** DATA EXTRACT follows **
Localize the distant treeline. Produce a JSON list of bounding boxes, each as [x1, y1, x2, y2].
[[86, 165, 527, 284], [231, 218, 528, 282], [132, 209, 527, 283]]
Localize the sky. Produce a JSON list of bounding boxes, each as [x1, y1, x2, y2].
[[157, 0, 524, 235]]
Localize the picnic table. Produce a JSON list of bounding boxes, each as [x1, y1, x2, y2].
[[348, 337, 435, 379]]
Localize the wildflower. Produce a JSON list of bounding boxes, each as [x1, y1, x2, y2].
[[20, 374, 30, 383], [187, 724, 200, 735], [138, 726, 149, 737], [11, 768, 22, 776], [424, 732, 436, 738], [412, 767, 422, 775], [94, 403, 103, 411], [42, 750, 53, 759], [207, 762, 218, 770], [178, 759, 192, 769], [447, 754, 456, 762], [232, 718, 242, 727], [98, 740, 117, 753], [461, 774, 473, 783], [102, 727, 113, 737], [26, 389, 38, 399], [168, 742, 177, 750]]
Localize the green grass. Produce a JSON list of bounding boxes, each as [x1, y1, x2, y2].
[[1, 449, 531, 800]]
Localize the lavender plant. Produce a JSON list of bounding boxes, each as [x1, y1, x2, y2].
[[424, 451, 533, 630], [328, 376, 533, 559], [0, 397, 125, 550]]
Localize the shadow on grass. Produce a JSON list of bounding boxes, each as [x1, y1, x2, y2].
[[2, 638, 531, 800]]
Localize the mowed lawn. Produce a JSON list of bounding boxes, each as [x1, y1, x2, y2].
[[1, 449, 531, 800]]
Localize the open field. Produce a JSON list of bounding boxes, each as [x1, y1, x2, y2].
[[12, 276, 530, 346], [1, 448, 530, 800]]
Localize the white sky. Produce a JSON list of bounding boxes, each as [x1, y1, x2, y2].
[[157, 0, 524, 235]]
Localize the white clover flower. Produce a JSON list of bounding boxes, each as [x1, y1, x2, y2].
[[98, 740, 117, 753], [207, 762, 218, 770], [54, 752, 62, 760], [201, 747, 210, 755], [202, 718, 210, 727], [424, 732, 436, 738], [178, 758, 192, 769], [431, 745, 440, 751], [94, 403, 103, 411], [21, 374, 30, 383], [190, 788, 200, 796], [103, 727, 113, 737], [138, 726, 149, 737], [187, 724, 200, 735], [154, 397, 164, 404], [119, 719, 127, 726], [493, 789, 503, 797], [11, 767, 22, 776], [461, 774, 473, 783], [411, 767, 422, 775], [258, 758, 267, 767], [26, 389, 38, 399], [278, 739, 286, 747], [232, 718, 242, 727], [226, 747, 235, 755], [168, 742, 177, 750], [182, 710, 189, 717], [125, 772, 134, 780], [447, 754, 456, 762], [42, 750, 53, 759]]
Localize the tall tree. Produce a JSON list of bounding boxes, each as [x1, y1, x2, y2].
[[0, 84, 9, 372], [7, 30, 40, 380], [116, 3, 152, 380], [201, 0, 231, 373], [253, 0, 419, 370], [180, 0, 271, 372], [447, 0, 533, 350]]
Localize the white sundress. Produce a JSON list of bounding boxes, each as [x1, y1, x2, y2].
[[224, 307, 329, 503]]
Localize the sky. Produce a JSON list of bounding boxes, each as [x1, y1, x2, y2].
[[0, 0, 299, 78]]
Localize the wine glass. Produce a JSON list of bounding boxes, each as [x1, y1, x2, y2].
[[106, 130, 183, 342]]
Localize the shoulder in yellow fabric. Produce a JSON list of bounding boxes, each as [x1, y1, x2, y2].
** End of DATA EXTRACT **
### TASK TO COMPLETE
A full, exact copy of the entries is required. Return it.

### ANSWER TO THIS EXERCISE
Localize the distant treeline. Produce a JSON list of bounding boxes, each as [x1, y1, x2, y2].
[[86, 165, 527, 284], [231, 218, 528, 282], [132, 209, 527, 283]]
Localize the sky. Produce a JSON list of bounding boxes, each as [x1, y1, x2, y2].
[[157, 0, 524, 235]]
Localize the picnic table. Produce a JSON list of bounding boxes, each as [x1, y1, x2, y2].
[[348, 337, 435, 379]]
Localize the wildflower. Produce a JSON list of bounding boxes, each as [x1, y1, x2, y2].
[[20, 374, 30, 383], [187, 724, 200, 735], [138, 726, 149, 737], [11, 768, 22, 776], [424, 732, 436, 738], [412, 767, 422, 775], [94, 403, 103, 411], [42, 750, 53, 759], [207, 762, 218, 770], [178, 759, 192, 769], [447, 754, 456, 762], [232, 718, 242, 727], [98, 740, 117, 753], [461, 774, 473, 783], [102, 727, 113, 737], [26, 389, 38, 399], [168, 742, 177, 750]]
Localize the green grass. Produce a JSON list of bounding boxes, each as [x1, y1, x2, y2].
[[1, 449, 531, 800]]
Localize the lavender plant. Produce a JSON list of bounding boxes, each as [x1, y1, x2, y2].
[[424, 451, 533, 630], [328, 376, 533, 559], [0, 397, 125, 550]]
Localize the shadow on grass. Produce a JSON list of bounding boxes, each as [x1, y1, x2, y2].
[[2, 638, 531, 800]]
Localize the mowed lawn. Produce a JSON list of bounding boxes, each as [x1, y1, x2, y2].
[[1, 449, 531, 800]]
Localize the open field. Produce a JSON list of bounding boxes, each as [x1, y1, x2, y2].
[[12, 276, 530, 346], [1, 448, 530, 800]]
Localize the white sky. Produce a JSON list of bounding boxes, each as [x1, y1, x2, y2].
[[157, 0, 524, 235]]
Localize the white clover flower. Produce a JSON list of bounding boxes, each as [x1, y1, x2, y2].
[[98, 740, 117, 753], [207, 762, 218, 770], [54, 752, 62, 760], [201, 747, 210, 755], [202, 718, 210, 727], [424, 732, 436, 738], [178, 758, 192, 769], [431, 745, 440, 751], [94, 403, 103, 411], [21, 374, 30, 383], [190, 788, 200, 796], [103, 727, 113, 737], [138, 726, 149, 737], [187, 724, 200, 735], [154, 397, 164, 404], [119, 719, 127, 726], [493, 789, 503, 797], [11, 767, 22, 776], [461, 774, 473, 783], [411, 767, 422, 775], [258, 758, 267, 767], [26, 389, 38, 399], [278, 739, 286, 747], [232, 718, 242, 727], [226, 747, 235, 755], [168, 742, 177, 750], [182, 710, 189, 717], [125, 772, 134, 780], [447, 754, 456, 762], [42, 750, 53, 759]]
Localize the tall tree. Produce a JSON list of bounding boxes, each as [x1, y1, x2, y2].
[[0, 84, 9, 372], [7, 30, 40, 380], [116, 3, 152, 380], [201, 0, 231, 373], [253, 0, 419, 370], [180, 0, 271, 372], [447, 0, 533, 350]]
Localize the white sundress. Produce a JSON list of bounding boxes, each as [x1, y1, x2, y2].
[[224, 307, 329, 503]]
Localize the sky. Produce a JSON list of bounding boxes, each as [x1, y1, x2, y2].
[[0, 0, 299, 78]]
Localize the wine glass. Produce a JSON list of bounding boxes, each as [x1, y1, x2, y2].
[[106, 130, 183, 342]]
Localize the shoulder in yellow fabric. Produce a JSON list of bounding boxes, each as [x1, y1, x2, y2].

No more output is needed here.